** Opening INFORMATION SUPPLIED block **

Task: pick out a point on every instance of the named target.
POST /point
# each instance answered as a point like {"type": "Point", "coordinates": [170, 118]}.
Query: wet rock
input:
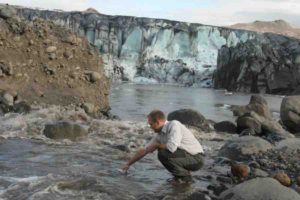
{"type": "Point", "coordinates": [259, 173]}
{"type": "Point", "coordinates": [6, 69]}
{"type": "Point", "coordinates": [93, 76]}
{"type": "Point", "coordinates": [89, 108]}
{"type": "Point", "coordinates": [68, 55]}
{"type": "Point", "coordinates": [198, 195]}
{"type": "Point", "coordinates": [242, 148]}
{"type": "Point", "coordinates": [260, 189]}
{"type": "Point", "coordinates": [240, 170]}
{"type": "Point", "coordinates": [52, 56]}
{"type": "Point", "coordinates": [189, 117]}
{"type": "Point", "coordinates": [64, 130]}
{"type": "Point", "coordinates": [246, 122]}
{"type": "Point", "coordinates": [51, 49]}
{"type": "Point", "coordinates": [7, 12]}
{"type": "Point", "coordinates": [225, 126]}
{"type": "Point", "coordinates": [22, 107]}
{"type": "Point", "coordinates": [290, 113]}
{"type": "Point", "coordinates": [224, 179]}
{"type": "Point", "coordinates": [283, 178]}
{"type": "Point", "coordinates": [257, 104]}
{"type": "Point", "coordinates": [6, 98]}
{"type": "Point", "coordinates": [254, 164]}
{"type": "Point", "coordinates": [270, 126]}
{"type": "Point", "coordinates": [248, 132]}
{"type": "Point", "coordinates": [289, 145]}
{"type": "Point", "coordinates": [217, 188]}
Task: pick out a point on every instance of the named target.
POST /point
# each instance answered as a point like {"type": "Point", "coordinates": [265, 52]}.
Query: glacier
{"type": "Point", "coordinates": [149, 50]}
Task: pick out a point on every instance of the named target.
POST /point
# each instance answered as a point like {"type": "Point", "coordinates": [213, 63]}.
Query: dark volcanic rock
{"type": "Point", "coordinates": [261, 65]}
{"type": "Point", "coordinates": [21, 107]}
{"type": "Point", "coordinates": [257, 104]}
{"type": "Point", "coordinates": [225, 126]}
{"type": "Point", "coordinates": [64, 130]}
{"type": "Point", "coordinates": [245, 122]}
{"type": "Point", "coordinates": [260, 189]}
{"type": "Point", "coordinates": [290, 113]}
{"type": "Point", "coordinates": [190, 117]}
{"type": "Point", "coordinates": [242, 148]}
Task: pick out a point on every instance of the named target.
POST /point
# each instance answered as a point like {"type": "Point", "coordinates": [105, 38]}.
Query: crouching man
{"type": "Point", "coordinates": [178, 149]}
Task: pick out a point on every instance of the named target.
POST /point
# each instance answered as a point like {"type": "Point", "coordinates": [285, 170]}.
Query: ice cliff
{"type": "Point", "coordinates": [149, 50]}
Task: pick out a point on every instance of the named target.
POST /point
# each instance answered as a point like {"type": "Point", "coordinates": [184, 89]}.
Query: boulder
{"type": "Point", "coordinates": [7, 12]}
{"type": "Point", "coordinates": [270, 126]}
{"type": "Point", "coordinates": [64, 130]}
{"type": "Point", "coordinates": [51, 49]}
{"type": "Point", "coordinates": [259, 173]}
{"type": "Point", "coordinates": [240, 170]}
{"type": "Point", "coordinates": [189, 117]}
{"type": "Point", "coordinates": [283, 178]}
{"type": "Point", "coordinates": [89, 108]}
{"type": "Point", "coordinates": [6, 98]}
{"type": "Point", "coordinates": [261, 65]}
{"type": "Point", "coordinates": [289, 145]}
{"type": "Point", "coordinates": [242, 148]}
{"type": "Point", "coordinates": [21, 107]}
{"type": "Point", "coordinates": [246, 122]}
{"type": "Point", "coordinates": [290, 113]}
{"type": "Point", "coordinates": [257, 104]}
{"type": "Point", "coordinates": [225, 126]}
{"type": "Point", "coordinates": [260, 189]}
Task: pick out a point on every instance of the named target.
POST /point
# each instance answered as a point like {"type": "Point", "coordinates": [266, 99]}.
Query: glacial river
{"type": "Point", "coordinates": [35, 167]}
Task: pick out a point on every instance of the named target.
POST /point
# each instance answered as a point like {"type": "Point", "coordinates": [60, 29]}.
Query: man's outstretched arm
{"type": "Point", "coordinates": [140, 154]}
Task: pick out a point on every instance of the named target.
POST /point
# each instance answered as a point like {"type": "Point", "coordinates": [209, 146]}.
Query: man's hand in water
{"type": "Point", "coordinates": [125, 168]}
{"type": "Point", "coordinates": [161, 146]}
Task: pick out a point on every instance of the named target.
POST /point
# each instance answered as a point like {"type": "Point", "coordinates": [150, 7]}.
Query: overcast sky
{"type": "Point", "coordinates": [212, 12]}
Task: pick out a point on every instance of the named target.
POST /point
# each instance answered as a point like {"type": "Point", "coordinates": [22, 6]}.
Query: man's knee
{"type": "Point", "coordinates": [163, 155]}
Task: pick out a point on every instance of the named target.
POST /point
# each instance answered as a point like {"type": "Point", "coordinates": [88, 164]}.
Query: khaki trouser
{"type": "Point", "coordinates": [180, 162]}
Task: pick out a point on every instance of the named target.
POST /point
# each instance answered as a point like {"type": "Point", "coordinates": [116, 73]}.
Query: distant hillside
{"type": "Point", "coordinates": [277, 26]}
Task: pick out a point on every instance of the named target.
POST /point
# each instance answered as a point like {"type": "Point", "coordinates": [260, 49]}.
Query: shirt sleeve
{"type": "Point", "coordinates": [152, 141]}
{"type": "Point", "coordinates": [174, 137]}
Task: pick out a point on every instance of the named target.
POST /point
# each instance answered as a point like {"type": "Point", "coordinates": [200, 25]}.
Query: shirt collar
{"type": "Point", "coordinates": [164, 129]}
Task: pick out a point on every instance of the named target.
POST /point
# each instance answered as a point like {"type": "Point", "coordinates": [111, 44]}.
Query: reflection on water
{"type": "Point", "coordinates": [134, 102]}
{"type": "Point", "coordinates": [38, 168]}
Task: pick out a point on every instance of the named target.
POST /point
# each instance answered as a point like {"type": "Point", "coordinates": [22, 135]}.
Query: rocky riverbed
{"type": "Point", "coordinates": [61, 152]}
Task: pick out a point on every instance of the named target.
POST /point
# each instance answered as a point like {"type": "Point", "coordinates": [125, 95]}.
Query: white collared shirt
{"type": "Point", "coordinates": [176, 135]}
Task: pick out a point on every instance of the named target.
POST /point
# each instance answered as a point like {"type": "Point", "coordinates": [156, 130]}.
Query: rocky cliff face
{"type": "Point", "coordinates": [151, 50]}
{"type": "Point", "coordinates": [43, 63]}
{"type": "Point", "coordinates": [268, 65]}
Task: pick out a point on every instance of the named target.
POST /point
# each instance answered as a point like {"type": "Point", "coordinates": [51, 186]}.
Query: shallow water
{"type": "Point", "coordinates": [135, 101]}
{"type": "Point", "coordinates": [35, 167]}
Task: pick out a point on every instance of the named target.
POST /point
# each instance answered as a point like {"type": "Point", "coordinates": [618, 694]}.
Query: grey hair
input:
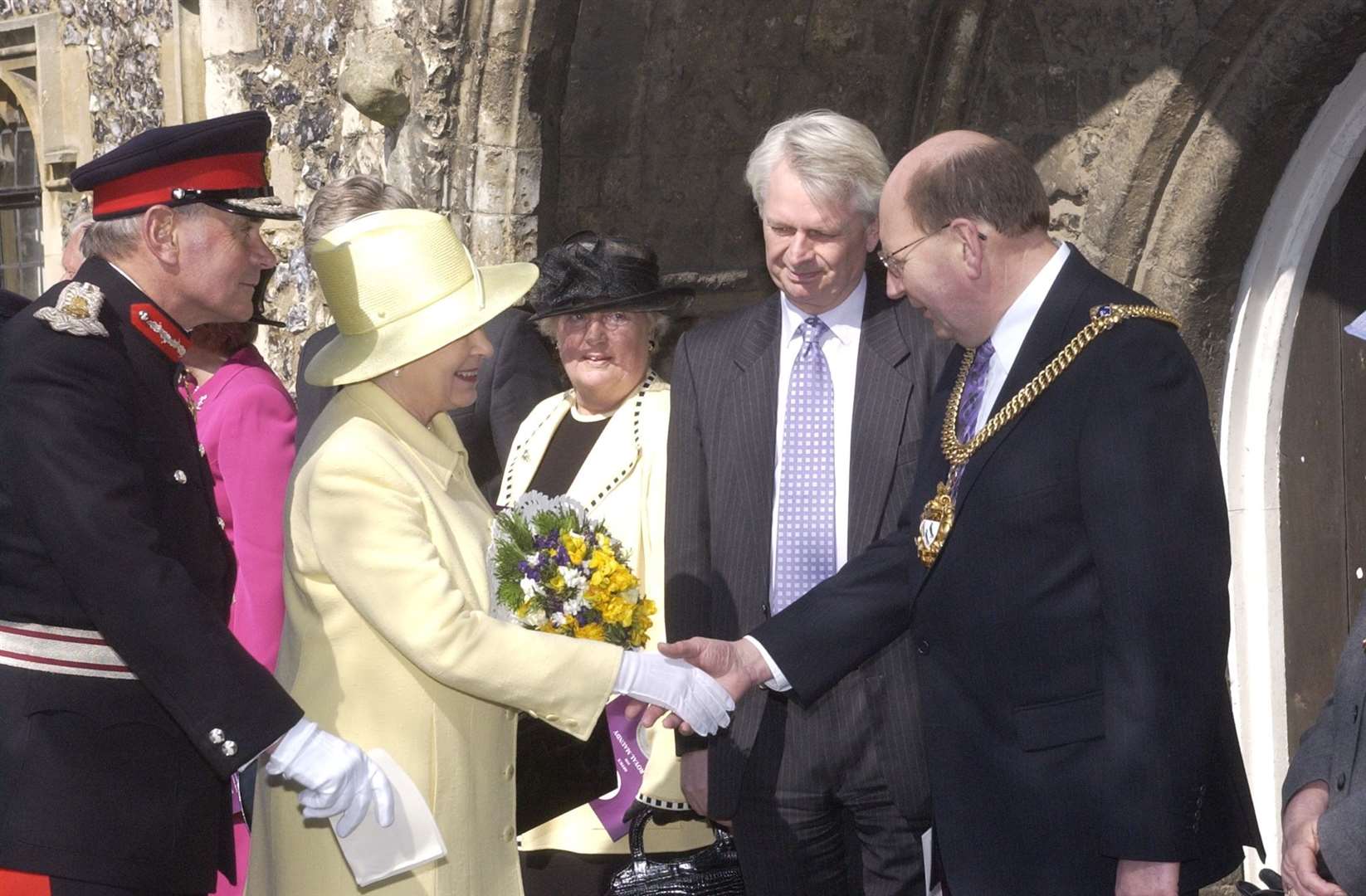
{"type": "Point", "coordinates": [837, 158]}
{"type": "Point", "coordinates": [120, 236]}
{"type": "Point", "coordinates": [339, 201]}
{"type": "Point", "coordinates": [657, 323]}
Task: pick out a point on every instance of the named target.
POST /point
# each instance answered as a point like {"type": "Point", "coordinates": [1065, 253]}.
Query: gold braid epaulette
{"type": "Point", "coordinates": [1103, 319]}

** Closing INFORMATION SUPPLIED block **

**ASSIGNMENT**
Exactly as written, please transcribe the lines from the start of the records above to the line that holds "Query: wet rock", both ends included.

**WRITTEN RESPONSE**
Task: pick out a point on every instance of the named target.
POST /point
# each instance answered as a point like {"type": "Point", "coordinates": [170, 118]}.
Query: wet rock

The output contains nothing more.